- [Document passage]:
The eleventh-hour Brexit trade deal has left thousands of UK businesses unsure of how they can trade with the EU and is set to cost the country £25 billion.
Trade credit insurer Euler Hermes warned that the uncertainty over a Brexit deal which is still being finalised has left many UK firms unwilling to trade with Europe for fear of falling foul of the new regulations.
Ana Boata, Head of Macroeconomic Research at Euler Hermes, said: “As expected, the EU and the UK reached a very last-minute compromise on Brexit. However, the deal is far from complete and imposed a transition period on the UK side due to the lack of time for preparation. For UK exporters, the lingering uncertainty has resulted in some disruption at the borders since the start of the year, with many small firms suspending overseas trade for the time being and about one in five trucks being turned away at channel crossings, partly because of Brexit paperwork.”
The insurer’s research estimates that Britain’s export-focused businesses will lose between £12 billion and £25 billion (€13.5 billion – €27.3 billion) this year as a result of weak demand, increased red tape and the depreciation of sterling (-3% forecast for 2021).
Should the reality be at the upper end of those estimates it will equate to 1.1% in lost GDP, with mineral and metal products, machinery and electrical equipment, transport equipment, chemicals and textiles likely to be the hardest hit sectors.
The findings, published in “Brexiting in times of Covid-19”, come as British businesses prepare for the UK entering another recession amid the third national lockdown prompted by Covid-19 and for GDP to dip by 5.5% q/q in the first quarter. Euler Hermes’ economists ultimately expect the pandemic and the Brexit transition period to limit GDP growth to +2.5% in 2021 before a further +7% increase the following year, meaning the UK economy won’t return to pre-crisis GDP levels until at least 2023.
It is better news for those EU exporters to the UK as the deal provides a period of six months where the UK will not impose tariffs on goods while it implements the necessary systems.
Euler Hermes said its initial forecast that €18 billion of EU exports to the UK could be lost in the first year following Brexit would be almost reduced by almost 50%.

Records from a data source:
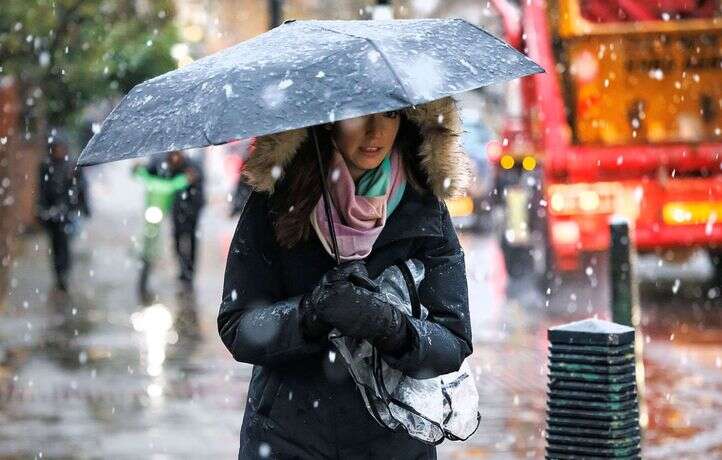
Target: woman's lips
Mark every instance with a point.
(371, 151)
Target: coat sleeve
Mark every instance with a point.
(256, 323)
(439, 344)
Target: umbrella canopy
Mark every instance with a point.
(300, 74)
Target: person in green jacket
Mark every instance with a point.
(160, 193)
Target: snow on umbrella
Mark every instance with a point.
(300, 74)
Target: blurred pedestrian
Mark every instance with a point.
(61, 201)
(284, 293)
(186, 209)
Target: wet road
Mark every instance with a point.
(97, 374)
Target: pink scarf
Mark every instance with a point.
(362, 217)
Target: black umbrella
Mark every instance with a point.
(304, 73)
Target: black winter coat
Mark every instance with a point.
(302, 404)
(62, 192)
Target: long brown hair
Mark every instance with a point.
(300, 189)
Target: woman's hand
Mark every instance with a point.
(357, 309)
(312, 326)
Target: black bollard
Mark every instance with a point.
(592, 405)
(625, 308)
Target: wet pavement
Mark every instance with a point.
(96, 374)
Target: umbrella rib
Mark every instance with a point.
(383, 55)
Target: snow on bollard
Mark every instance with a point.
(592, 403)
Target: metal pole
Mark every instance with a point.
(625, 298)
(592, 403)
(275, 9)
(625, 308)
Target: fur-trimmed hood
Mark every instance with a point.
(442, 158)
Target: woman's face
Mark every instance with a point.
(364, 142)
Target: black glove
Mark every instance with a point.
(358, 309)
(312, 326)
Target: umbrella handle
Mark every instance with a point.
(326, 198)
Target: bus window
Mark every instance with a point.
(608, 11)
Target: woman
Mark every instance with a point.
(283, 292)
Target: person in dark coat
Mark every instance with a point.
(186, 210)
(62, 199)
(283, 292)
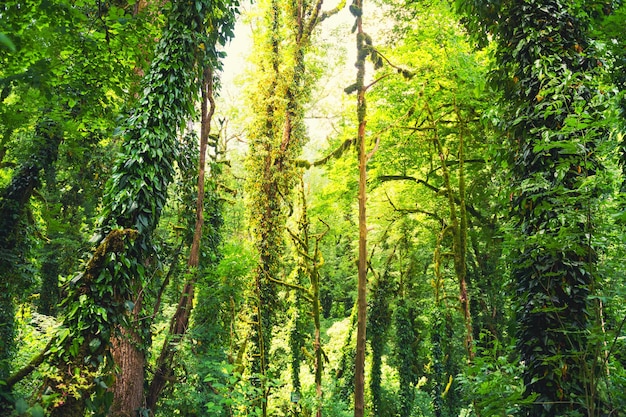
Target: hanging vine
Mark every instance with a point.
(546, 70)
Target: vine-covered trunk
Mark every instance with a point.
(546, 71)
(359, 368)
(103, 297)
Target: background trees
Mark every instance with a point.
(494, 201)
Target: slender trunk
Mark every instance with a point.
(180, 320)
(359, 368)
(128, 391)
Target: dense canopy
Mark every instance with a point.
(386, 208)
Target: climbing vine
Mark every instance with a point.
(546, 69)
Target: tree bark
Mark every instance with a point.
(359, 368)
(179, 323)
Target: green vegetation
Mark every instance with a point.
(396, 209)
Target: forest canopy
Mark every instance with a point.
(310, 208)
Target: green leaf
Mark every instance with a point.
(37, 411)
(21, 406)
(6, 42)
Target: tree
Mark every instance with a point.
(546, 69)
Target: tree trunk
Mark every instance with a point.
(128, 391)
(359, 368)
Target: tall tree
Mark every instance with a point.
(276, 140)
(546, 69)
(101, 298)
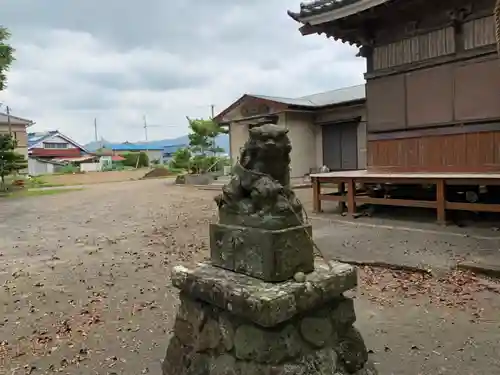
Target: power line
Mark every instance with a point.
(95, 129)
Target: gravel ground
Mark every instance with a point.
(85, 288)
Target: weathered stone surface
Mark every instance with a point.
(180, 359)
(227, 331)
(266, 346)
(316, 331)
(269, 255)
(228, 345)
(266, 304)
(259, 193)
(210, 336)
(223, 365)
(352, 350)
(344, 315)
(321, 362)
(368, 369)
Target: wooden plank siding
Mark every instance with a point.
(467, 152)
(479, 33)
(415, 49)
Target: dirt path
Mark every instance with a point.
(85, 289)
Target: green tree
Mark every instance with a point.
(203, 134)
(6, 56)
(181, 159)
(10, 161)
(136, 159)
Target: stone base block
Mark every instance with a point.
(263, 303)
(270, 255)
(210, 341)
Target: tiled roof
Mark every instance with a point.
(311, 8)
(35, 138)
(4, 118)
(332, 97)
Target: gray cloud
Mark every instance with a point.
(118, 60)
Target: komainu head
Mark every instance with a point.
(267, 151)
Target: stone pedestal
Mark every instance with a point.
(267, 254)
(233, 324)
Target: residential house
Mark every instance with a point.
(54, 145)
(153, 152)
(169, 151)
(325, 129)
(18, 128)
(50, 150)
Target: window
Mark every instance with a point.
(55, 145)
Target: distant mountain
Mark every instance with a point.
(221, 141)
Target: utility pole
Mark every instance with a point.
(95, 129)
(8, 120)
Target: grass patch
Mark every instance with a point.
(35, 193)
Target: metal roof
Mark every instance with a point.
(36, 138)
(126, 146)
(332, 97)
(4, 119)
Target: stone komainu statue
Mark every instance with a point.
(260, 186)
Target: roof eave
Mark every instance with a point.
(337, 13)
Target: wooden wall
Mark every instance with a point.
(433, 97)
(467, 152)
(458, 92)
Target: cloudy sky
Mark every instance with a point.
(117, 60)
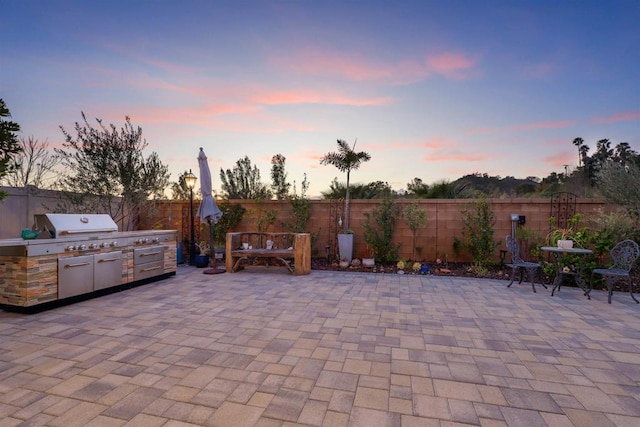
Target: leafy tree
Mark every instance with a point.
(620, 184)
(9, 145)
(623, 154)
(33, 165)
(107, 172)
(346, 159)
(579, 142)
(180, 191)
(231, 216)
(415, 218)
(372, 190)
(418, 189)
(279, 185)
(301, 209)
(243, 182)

- [Exercise tasks]:
**a.** Answer these questions from the article on the Brexit trade deal:
(i) How much does Euler Hermes estimate Britain's export-focused businesses will lose this year, in pounds?
(ii) For how long will the UK not impose tariffs on goods from the EU?
(iii) Until when do Euler Hermes' economists expect the UK economy to stay below pre-crisis GDP levels?
**b.** Rewrite the article on the Brexit trade deal from "The findings, published" to "by almost 50%.", putting "duties" in place of "tariffs".
**c.** Continue the article on the Brexit trade deal from the point where it stops.

- [Responses in order]:
**a.**
(i) Between £12 billion and £25 billion.
(ii) Six months.
(iii) Until at least 2023.

**b.**
The findings, published in “Brexiting in times of Covid-19”, come as British businesses prepare for the UK entering another recession amid the third national lockdown prompted by Covid-19 and for GDP to dip by 5.5% q/q in the first quarter. Euler Hermes’ economists ultimately expect the pandemic and the Brexit transition period to limit GDP growth to +2.5% in 2021 before a further +7% increase the following year, meaning the UK economy won’t return to pre-crisis GDP levels until at least 2023.
It is better news for those EU exporters to the UK as the deal provides a period of six months where the UK will not impose duties on goods while it implements the necessary systems.
Euler Hermes said its initial forecast that €18 billion of EU exports to the UK could be lost in the first year following Brexit would be almost reduced by almost 50%.

**c.**
“The six-month transition period may halve these losses to less than €10 billion,” it explained. “Germany (€2 billion), the Netherlands (€1.2 billion), France (€0.9 billion), Belgium (€0.7 billion) and Italy (€0.6 billion) would continue to be the hardest hit – even if the losses represent less than 0.5% of their total exports.”
Ms Boata added: “While the deal is more advantageous than other free trade agreements as it offers zero tariffs for goods, non-tariff barriers could eventually amount up to 10% due to the exit from the Customs Union. Industries like financial services are also still waiting for an ‘equivalence status’ from the EU, which could take longer than the six months planned.
“The Covid-19 crisis provides some leeway for policy support to absorb the negative impact from Brexit through higher infrastructure spending at the border but also measures to preserve purchasing power for UK consumers, but we expect the UK’s GDP to remain -2% below pre-crisis levels at the end of 2022.”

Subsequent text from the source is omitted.